Source material
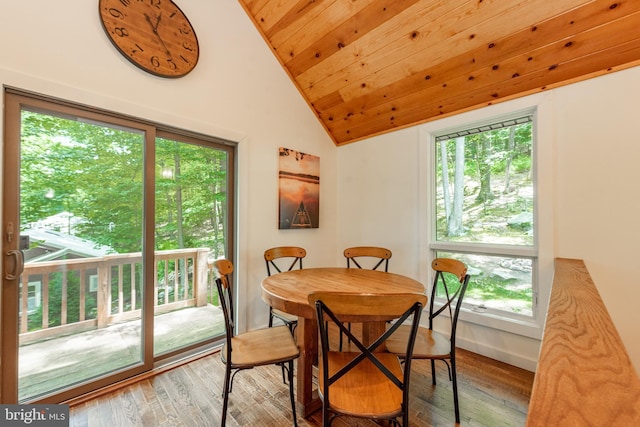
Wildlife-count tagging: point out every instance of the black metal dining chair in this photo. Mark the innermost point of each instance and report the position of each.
(247, 350)
(446, 297)
(365, 382)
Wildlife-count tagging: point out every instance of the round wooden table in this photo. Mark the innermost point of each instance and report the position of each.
(289, 291)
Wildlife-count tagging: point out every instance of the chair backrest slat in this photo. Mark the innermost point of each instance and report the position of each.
(354, 253)
(294, 254)
(453, 292)
(224, 268)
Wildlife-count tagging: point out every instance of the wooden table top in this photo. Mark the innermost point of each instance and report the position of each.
(289, 291)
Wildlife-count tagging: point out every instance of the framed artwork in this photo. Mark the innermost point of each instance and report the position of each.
(299, 189)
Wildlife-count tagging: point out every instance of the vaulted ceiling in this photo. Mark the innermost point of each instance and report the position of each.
(367, 67)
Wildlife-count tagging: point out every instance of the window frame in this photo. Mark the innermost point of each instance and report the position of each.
(540, 106)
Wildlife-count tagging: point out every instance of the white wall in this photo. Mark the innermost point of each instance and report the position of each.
(588, 157)
(598, 194)
(237, 91)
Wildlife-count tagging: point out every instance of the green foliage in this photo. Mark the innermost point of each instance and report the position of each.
(96, 173)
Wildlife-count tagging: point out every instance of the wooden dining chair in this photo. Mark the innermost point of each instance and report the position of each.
(368, 257)
(279, 259)
(446, 297)
(365, 382)
(268, 346)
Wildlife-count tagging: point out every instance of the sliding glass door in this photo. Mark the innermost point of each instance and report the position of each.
(110, 227)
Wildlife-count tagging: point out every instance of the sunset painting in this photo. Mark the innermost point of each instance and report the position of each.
(299, 184)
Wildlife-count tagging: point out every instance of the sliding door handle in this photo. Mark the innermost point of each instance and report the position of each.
(18, 265)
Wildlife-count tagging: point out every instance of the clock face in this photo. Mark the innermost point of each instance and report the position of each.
(153, 34)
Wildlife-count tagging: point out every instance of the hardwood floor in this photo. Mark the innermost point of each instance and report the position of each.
(491, 394)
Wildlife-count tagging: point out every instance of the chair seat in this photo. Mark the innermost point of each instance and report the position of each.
(285, 317)
(262, 347)
(352, 395)
(428, 345)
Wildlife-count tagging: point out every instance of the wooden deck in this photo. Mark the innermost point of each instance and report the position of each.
(54, 363)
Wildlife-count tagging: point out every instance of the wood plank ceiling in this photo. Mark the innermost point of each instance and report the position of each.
(367, 67)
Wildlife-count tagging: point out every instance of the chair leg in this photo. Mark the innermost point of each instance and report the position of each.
(225, 395)
(293, 401)
(455, 388)
(433, 372)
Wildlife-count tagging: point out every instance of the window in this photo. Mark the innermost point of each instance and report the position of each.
(484, 209)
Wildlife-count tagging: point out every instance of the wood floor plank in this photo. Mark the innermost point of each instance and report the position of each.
(491, 394)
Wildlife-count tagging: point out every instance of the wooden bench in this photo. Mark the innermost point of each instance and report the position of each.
(584, 375)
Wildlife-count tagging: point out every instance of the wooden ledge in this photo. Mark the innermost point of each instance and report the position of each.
(584, 375)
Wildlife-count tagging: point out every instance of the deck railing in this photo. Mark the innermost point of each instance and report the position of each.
(69, 296)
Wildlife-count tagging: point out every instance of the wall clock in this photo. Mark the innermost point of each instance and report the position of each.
(153, 34)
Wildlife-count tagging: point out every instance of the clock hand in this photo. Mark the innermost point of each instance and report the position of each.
(154, 28)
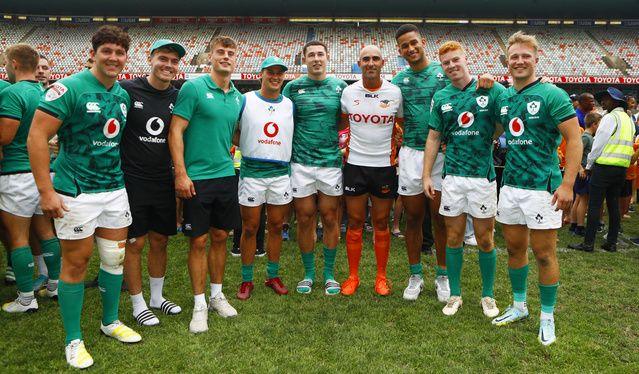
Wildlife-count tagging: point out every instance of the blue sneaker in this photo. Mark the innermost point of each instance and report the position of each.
(546, 332)
(511, 314)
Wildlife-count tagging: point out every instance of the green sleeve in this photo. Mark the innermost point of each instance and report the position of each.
(187, 101)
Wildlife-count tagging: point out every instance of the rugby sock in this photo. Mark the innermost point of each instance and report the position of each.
(272, 268)
(487, 267)
(417, 269)
(308, 259)
(454, 262)
(329, 263)
(70, 299)
(382, 250)
(518, 280)
(247, 273)
(51, 254)
(109, 286)
(353, 250)
(22, 260)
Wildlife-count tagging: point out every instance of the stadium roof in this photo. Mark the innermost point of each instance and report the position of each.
(584, 9)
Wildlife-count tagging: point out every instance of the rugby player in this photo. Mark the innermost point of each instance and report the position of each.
(463, 118)
(19, 198)
(202, 127)
(265, 137)
(370, 109)
(316, 173)
(535, 116)
(87, 199)
(146, 163)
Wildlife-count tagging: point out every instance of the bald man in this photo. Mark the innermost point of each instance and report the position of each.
(370, 109)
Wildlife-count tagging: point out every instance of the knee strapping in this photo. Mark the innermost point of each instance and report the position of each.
(111, 255)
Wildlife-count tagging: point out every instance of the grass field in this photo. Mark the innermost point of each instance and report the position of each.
(597, 323)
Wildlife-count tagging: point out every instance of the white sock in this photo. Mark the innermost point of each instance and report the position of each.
(139, 305)
(216, 289)
(156, 291)
(200, 300)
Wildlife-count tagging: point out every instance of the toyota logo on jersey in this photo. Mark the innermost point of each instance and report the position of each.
(271, 129)
(111, 128)
(516, 126)
(465, 119)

What the task asks
An exact copy of every entry, without pictures, should be your output.

Answer to this exercise
Wildlife-count tagging: point out every instance of the black metal dining chair in this photo. Mark the innermost point of each instance and report the position of each.
(247, 350)
(446, 297)
(365, 382)
Wildlife-count tagging: point out every instance of the round wooden table in this photo. Mark the innermost point of each instance and report the position of each.
(289, 291)
Wildlife-count tagging: point out every instance of the chair backrest slat in this photo. Mark the innermost point of each instance and report the position of each.
(354, 253)
(294, 254)
(453, 292)
(224, 268)
Wildlife-count tagging: point out every instance of the wooden table top in this photo. Mark the innermost point of each instance and report the position of each.
(289, 291)
Wildlife-count tagging: point out every instance of the framed artwork in this photo. Mark the innermost point of each instance and report the position of each.
(299, 189)
Wildlife-count tagging: point out every instance of the vaulted ceiling in this photo. Mark the innermost point of each instance and report the position of each.
(367, 67)
Wildlife-count tagging: point out every instance of the window frame in this photo. Mark the innermost point of each instance and report the position of each.
(540, 106)
Wildlife-count tagging: point out every instance of the white wall in this photo. Mark the innermost point of each instance and report the position of each.
(588, 157)
(598, 194)
(237, 91)
Wildlife-count tagging: point out every instance of the green foliage in this photo. Mark the innermost point of each instance and report the position of each.
(96, 173)
Wildlife-count tagging: point out every instance of the wooden dining chair in this photo. Mark the innermost point of each instance and report the position of each.
(368, 257)
(279, 259)
(446, 297)
(365, 382)
(268, 346)
Wildlife-count tagging: point out every instance of the sliding glass door in this photo. Mark the innermost point of each instance and report the position of each.
(110, 227)
Wildlife-count tagging: point out every instance of the sunset painting in this photo. Mark the innermost point of each instance and report the position of each.
(299, 184)
Wildlife-count tagging: point out every instance of the sliding door handle in this photo. Mark the innermost point of each instance and report the position of each.
(18, 265)
Wildlife-count tagging: point out every instance of the clock face in this photo. Mark the innermost point of each instance and report the position of each.
(153, 34)
Wildlife-count tagging: point out every instance of the hardwood floor in this photo. Mark the innermost point of each instance and report the position of each.
(491, 394)
Wildlife-count tagging: point out every instance of the chair seat in this photo. Mark the innermost point of each instance and report the position of each.
(285, 317)
(262, 347)
(352, 395)
(428, 345)
Wildlife-count tagging: point out every instance of the wooden deck in this photo. Mark the innermost point of each instance and report the position of each.
(54, 363)
Wildlife-count tagging: point out every instance of the wood plank ceiling in this photo. Mark the innermost point of each instance and report the position of each.
(367, 67)
Wildlife-count tagging: point out every instance of the chair leg in this photo. Mark the innermost point of each instance and report the position of each.
(225, 395)
(293, 401)
(455, 388)
(433, 372)
Wildlife-count tagging: point out every instance of the window in this photo. Mark the innermost point of each instance and report the position of each.
(484, 209)
Wildlife-count tagging: point out every instance of the wood floor plank in this photo. Mark the innermost point of each instance and report the position of each.
(491, 394)
Wildlife-count tagging: point out every instance of the wooden bench in this photo. Mark the innermost point of each instance and report the position of each.
(584, 375)
Wildlife-count tagging: point out every instance of the wooden ledge in this photo. Mark the innermost point of each instance and report the position of each.
(584, 375)
Wildlife-count tagging: point out every instance of the deck railing in this photo. Mark the innermost point of each instance and report the position of each.
(69, 296)
Wildlife-count tagging: point out every instance of the wall clock in this photo. Mark the innermost point of each instance and report the position of each.
(153, 34)
Wildlife-count tagging: point out every instance of the clock hand in this photo. Mark the innermost point of each instance and report the position of each.
(154, 28)
Wildlife-count tagging: point out every instance of the blue sneaker in this photo. Mark the innermost point of each instance and report the position of each.
(546, 332)
(511, 314)
Wildlife-count tagging: point out every instance of the green sleeve in this photo. Mark the innermost point of each instance and report the position of each.
(187, 101)
Wildlife-count tagging: point out every instance of the rugby sock in this photo. Mark the innermost point of each instance and report the position of each.
(272, 268)
(487, 267)
(417, 269)
(308, 259)
(454, 262)
(329, 263)
(70, 299)
(382, 250)
(518, 280)
(247, 273)
(51, 254)
(109, 286)
(353, 250)
(22, 260)
Wildlife-count tagging: point out every instance of the stadium roof in this photo. Mark the innermost point of each instance and report the position of each.
(584, 9)
Wildlife-count tagging: point out every instance of the rugby player in this photo. Mark the innermost point of each instance and report the position of each.
(463, 118)
(19, 198)
(202, 127)
(265, 137)
(370, 109)
(316, 173)
(535, 116)
(87, 199)
(146, 163)
Wildlife-count tagging: point out every instance of the bald man in this photo. Mark the innermost point of each instance and report the position of each.
(370, 109)
Wildlife-count tagging: point out every instance of the knee strapping in this photo. Mark the innermost point of each instance and report the position of each.
(111, 255)
Wildlife-count tagging: point out every instance of the grass field in this photo. Mark the innermost point of each instance and report the position of each.
(597, 323)
Wildlife-count tagging: point out every instance of the white sock in this photo. Mark the innermost point of each instance and report the position of each.
(139, 305)
(216, 289)
(156, 291)
(200, 300)
Wildlife-count tagging: point out every instance of the toyota logo on jersey in this photo. Mark the innermost point of each instance and report the position of each.
(271, 129)
(111, 128)
(516, 126)
(465, 119)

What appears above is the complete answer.